#### Records:
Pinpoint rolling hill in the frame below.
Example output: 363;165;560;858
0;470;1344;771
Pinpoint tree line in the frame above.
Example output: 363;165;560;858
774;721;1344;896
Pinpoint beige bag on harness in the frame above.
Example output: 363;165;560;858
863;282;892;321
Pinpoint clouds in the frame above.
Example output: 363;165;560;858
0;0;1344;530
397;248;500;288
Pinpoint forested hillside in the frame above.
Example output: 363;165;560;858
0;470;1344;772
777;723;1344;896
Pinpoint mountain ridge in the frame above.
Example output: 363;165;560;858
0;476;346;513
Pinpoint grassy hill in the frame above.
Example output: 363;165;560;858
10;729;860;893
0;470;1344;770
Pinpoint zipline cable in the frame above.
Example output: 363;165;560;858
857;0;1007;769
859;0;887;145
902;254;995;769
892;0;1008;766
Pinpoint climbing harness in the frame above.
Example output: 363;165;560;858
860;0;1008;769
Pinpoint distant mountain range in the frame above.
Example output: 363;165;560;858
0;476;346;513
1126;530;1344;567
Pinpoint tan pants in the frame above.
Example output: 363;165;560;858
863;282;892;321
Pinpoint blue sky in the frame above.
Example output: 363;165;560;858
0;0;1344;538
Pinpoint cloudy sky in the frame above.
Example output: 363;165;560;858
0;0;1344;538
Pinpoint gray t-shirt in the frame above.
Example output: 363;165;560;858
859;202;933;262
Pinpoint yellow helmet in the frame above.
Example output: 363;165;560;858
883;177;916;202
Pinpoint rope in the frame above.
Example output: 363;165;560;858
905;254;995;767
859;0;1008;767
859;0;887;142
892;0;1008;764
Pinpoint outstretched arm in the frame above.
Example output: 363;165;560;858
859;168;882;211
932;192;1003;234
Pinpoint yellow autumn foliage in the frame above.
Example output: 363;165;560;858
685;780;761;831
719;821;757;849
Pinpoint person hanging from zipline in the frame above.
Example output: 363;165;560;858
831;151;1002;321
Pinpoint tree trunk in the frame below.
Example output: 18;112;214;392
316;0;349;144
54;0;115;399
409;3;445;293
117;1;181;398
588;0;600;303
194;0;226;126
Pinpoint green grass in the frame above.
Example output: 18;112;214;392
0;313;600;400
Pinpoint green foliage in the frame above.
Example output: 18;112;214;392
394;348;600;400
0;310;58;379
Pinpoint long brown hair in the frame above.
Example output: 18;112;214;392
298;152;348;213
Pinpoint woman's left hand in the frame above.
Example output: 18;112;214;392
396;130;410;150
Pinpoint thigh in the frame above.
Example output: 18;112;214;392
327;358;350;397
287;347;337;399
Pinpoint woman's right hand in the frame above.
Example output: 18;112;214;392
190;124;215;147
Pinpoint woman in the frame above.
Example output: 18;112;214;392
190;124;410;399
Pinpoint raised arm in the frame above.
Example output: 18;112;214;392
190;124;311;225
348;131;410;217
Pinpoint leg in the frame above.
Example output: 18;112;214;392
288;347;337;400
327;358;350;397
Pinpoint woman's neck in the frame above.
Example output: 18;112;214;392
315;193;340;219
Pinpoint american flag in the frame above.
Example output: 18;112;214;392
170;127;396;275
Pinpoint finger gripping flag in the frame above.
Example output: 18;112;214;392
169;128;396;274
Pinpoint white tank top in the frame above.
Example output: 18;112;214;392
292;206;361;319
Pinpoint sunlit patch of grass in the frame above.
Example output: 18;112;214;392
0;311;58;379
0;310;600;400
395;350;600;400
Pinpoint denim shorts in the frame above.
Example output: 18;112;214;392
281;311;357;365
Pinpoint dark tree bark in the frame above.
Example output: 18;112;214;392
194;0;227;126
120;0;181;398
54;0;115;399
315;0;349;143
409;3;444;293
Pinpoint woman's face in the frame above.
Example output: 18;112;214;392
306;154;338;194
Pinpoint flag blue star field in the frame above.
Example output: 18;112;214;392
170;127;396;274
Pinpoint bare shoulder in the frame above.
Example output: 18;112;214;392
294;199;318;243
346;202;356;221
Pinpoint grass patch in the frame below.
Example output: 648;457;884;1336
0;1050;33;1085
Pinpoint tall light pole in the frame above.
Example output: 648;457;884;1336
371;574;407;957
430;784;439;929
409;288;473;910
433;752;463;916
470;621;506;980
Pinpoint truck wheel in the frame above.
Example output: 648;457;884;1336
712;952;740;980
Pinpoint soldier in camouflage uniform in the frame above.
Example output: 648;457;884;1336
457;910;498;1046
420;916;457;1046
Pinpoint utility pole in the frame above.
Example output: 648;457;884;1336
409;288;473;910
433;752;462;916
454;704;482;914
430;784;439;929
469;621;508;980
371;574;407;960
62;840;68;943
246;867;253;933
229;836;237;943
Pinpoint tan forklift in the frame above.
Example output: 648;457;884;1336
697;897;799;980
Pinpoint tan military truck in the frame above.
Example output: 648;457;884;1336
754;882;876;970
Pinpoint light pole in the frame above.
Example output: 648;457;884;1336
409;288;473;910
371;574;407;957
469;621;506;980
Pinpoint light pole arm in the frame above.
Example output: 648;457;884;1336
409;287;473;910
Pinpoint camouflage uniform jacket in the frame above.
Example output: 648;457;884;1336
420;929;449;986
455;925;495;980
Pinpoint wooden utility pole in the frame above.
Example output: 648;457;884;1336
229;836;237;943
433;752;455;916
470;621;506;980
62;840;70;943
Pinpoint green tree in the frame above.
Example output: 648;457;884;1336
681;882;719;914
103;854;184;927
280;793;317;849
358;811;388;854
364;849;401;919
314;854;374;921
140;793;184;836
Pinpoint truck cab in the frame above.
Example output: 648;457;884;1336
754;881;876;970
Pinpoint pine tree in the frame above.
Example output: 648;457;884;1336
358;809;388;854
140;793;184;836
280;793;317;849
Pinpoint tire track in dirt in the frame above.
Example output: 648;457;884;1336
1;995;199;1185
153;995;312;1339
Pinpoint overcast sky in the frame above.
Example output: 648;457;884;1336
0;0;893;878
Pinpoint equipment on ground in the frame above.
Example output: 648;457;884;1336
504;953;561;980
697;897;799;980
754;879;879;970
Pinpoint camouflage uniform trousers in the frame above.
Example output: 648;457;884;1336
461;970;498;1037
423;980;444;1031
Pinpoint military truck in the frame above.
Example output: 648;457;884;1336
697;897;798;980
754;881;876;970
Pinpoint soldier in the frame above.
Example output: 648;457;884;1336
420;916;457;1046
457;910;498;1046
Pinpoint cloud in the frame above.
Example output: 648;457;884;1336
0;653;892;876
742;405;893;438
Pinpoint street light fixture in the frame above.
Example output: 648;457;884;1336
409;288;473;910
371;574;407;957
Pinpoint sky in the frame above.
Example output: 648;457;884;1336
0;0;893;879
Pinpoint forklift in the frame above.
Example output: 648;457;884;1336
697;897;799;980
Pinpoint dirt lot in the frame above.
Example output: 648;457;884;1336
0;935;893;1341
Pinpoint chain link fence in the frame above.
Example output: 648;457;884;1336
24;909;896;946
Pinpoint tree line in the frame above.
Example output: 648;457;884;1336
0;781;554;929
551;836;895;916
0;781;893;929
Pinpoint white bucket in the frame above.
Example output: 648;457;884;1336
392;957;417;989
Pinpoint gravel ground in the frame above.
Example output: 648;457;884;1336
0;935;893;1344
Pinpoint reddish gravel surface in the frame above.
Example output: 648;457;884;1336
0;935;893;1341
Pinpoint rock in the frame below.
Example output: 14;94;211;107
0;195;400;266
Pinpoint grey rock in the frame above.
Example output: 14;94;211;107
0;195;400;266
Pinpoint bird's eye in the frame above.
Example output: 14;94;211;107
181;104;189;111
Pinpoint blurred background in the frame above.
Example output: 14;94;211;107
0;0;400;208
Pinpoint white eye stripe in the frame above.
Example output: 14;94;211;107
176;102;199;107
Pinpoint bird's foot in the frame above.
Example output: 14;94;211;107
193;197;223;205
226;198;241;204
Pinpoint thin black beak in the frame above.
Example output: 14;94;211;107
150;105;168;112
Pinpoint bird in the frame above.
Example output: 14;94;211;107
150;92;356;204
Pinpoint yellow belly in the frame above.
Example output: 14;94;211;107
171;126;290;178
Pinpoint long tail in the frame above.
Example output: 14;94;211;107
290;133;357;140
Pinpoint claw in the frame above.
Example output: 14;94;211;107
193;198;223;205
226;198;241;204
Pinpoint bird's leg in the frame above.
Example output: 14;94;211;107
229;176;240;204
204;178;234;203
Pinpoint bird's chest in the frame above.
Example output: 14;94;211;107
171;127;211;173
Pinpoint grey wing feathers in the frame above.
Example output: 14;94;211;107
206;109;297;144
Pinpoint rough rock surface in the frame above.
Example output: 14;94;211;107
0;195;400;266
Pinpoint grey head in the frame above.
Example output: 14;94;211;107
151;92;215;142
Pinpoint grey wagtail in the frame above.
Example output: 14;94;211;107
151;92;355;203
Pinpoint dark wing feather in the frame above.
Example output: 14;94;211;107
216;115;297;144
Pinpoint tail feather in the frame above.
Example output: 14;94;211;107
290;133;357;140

#### Task to complete:
Gather every line of the material above that contains the word "harness", and copy each one in full.

#### Response to the exercise:
Pinpoint beige bag on harness in the frame above.
Pinpoint climbing harness in the frame above.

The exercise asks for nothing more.